EXERCISE BRIEF: All entries, exactly as written, should be output again.
━━━ MATERIAL PROVIDED
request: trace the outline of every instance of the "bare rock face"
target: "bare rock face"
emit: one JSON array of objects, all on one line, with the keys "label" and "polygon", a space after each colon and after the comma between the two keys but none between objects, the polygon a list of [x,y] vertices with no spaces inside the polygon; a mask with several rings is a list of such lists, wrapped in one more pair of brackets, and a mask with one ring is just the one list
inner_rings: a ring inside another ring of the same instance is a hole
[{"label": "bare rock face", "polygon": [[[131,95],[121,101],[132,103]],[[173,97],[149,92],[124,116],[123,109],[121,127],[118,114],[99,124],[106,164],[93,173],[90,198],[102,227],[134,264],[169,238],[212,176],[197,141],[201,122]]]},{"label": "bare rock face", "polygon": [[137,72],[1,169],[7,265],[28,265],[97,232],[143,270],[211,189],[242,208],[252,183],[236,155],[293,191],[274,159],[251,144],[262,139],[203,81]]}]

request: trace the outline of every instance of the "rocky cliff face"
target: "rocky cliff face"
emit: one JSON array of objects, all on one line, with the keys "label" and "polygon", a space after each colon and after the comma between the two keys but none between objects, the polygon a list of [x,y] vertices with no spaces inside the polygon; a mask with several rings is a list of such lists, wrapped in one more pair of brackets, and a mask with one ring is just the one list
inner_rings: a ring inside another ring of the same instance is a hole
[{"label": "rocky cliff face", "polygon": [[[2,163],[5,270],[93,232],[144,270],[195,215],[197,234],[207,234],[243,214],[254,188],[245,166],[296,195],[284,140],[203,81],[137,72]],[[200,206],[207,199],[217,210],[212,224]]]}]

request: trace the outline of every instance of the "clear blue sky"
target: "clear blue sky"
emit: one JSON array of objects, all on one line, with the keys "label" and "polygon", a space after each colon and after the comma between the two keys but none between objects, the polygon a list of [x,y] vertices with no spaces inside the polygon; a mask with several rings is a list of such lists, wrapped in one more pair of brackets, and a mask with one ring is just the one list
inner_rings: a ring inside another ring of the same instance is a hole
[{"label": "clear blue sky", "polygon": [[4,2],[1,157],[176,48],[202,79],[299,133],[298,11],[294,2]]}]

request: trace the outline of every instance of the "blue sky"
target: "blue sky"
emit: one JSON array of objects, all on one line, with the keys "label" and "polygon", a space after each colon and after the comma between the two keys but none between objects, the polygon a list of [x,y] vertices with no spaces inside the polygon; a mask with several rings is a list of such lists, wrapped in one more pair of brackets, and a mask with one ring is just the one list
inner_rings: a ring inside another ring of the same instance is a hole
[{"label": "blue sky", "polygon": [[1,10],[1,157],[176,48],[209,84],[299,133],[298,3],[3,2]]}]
━━━━━━
ANSWER FOR THE TASK:
request: trace the outline of every instance of the "bare rock face"
target: "bare rock face"
emit: one JSON array of objects, all on one line, with the keys "label" and "polygon", a space after each colon and after the comma between the two keys but none between objects, the polygon a list of [x,y] vertices with no spaces inside the polygon; a mask with several rings is a list of such lists, wrapped in one more pair of brackets, and a mask with one ring is just the one list
inner_rings: a ring inside another ring of the same instance is a hole
[{"label": "bare rock face", "polygon": [[[131,95],[121,101],[132,103]],[[173,97],[149,92],[124,116],[123,109],[121,127],[118,114],[99,124],[106,164],[93,173],[90,198],[102,227],[134,264],[169,238],[212,176],[197,141],[201,122]]]},{"label": "bare rock face", "polygon": [[137,72],[1,169],[7,265],[28,265],[97,232],[143,270],[211,189],[242,208],[252,183],[236,155],[293,191],[274,159],[251,144],[262,139],[203,81]]}]

request: trace the outline of every instance of the "rocky cliff face"
target: "rocky cliff face"
emit: one JSON array of objects, all on one line, with the keys "label" and "polygon", a space after each colon and after the comma between the two keys but none between objects, the polygon a list of [x,y] vertices with no spaces inside the polygon; a mask with several rings is a list of such lists, wrapped in one more pair of brackets, and a mask with one ring is just the one list
inner_rings: a ring inside another ring of the same instance is a hole
[{"label": "rocky cliff face", "polygon": [[[2,163],[5,270],[93,232],[144,270],[195,215],[197,234],[207,234],[243,214],[254,188],[245,166],[296,195],[284,140],[203,81],[137,72]],[[200,206],[207,199],[217,210],[212,224]]]}]

request: trace the outline of every instance of the "clear blue sky"
target: "clear blue sky"
emit: one JSON array of objects, all on one line, with the keys "label" and "polygon", a space after each colon and after the comma between the two keys but none between objects, the polygon a list of [x,y] vertices with no spaces inside the polygon; a mask with several rings is a list of such lists, wrapped in one more pair of brackets, and a mask with one ring is just the one list
inner_rings: a ring inside another ring of the same instance is a hole
[{"label": "clear blue sky", "polygon": [[4,2],[1,157],[176,48],[202,79],[299,133],[298,11],[294,2]]}]

request: trace the outline of every instance of the "blue sky"
target: "blue sky"
emit: one JSON array of objects, all on one line, with the keys "label" and "polygon", a space after each colon and after the comma between the two keys but none between objects, the polygon a list of [x,y] vertices with no spaces inside the polygon; a mask with several rings is a list of such lists, wrapped in one more pair of brackets, and a mask with one ring is just the one list
inner_rings: a ring inside another ring of the same instance is a hole
[{"label": "blue sky", "polygon": [[1,10],[1,157],[176,48],[209,84],[299,133],[298,3],[3,2]]}]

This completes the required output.